'''

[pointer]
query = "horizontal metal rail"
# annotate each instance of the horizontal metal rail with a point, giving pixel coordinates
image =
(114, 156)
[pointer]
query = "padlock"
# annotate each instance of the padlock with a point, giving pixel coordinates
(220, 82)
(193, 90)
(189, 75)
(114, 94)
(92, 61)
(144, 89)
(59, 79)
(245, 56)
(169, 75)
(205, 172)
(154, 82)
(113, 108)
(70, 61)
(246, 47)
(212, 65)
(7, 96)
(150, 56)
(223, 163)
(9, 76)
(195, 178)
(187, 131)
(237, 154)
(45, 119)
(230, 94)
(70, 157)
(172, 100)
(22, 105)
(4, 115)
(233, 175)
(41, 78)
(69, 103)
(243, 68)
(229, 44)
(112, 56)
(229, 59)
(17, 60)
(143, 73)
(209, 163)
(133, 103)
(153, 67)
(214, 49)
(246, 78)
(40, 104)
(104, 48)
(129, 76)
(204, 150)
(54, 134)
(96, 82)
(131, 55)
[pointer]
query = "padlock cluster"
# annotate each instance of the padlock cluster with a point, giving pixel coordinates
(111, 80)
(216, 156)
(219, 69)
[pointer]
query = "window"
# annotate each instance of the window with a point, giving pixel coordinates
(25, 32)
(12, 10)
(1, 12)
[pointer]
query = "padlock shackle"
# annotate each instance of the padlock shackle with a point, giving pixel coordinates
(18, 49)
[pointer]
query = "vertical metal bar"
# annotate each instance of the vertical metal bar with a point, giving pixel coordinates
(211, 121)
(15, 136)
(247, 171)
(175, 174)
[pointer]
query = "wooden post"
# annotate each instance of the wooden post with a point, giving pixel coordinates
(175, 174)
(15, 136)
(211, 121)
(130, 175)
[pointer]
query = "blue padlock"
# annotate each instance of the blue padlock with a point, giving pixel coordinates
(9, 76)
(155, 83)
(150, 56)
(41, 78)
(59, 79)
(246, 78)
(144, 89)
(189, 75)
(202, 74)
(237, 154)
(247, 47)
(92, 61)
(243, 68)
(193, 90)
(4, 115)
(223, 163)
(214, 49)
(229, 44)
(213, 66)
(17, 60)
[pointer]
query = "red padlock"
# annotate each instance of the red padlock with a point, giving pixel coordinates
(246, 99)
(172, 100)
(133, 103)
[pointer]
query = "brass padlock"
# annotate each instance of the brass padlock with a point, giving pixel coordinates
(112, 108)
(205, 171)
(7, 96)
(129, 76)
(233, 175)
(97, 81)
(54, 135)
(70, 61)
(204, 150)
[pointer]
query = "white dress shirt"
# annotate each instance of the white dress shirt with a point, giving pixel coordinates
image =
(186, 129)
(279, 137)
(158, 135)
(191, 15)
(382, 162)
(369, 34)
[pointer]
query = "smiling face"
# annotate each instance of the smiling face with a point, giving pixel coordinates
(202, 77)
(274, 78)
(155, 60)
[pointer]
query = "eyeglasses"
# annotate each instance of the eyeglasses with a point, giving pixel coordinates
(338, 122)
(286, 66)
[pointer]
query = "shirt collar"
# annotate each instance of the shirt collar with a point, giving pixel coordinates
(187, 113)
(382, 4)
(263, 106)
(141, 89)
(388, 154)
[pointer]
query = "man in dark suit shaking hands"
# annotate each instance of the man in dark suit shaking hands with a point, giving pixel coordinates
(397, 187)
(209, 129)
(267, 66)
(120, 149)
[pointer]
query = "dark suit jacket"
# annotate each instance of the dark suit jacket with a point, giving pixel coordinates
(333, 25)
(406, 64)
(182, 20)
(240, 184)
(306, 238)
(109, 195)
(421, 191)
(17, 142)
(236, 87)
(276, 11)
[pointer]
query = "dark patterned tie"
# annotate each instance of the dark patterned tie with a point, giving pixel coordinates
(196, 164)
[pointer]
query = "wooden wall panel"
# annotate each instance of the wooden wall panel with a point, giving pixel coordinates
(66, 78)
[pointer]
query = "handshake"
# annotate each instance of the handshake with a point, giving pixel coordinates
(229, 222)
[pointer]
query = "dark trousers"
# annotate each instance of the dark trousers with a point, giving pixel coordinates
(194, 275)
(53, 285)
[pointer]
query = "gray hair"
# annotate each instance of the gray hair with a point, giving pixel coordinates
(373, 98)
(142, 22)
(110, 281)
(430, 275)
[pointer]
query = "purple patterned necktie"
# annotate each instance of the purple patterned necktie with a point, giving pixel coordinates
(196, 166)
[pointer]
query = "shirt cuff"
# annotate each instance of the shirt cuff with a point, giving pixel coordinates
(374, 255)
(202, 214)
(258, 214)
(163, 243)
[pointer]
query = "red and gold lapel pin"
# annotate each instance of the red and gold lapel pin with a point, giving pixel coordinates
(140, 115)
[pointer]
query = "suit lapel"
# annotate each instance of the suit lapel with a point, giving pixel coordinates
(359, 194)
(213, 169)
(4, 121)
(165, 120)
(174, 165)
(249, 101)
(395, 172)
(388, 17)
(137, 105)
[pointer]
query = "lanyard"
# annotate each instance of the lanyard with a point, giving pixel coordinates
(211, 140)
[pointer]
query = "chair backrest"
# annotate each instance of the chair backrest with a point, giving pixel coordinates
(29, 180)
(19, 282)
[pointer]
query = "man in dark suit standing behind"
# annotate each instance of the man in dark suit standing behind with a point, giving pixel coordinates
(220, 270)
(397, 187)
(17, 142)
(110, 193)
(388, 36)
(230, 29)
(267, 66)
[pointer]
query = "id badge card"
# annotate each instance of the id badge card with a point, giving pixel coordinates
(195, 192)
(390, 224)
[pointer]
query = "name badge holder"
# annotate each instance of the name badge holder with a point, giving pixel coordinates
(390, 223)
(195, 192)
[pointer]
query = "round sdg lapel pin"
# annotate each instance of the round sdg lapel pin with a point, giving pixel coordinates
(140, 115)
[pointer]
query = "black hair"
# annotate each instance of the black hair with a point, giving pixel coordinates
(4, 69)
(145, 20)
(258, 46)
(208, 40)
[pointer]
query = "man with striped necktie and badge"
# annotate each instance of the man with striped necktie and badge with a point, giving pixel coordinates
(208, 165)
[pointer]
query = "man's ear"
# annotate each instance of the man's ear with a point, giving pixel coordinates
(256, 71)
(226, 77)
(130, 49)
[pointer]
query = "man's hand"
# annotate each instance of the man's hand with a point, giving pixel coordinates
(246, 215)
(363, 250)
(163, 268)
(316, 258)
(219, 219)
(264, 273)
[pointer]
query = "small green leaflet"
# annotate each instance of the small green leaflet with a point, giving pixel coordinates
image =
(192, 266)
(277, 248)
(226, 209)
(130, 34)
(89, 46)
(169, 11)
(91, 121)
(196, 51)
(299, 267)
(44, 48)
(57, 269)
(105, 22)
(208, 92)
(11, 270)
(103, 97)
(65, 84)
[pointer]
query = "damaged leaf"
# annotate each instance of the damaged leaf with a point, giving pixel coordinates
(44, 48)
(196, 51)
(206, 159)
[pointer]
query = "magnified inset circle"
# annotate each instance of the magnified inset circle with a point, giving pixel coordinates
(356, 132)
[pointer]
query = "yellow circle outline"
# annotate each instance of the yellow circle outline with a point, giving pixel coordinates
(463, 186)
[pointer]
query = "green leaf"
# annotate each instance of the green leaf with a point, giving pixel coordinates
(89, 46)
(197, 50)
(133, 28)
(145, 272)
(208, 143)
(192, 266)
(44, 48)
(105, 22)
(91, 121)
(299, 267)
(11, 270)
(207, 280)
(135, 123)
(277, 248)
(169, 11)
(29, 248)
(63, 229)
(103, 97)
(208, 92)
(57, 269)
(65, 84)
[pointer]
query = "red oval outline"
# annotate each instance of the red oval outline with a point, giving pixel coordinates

'''

**GOAL OF THE EXERCISE:**
Pick out every line of the items above that contains the string "patterned", treating uppercase and lowercase letters as distinct.

**SOLUTION FOR THIS PROBLEM:**
query = "dark patterned tie"
# annotate each instance of the dark patterned tie with a point, giving pixel coordinates
query = "purple patterned necktie"
# annotate each instance of the purple patterned necktie with a point, giving pixel coordinates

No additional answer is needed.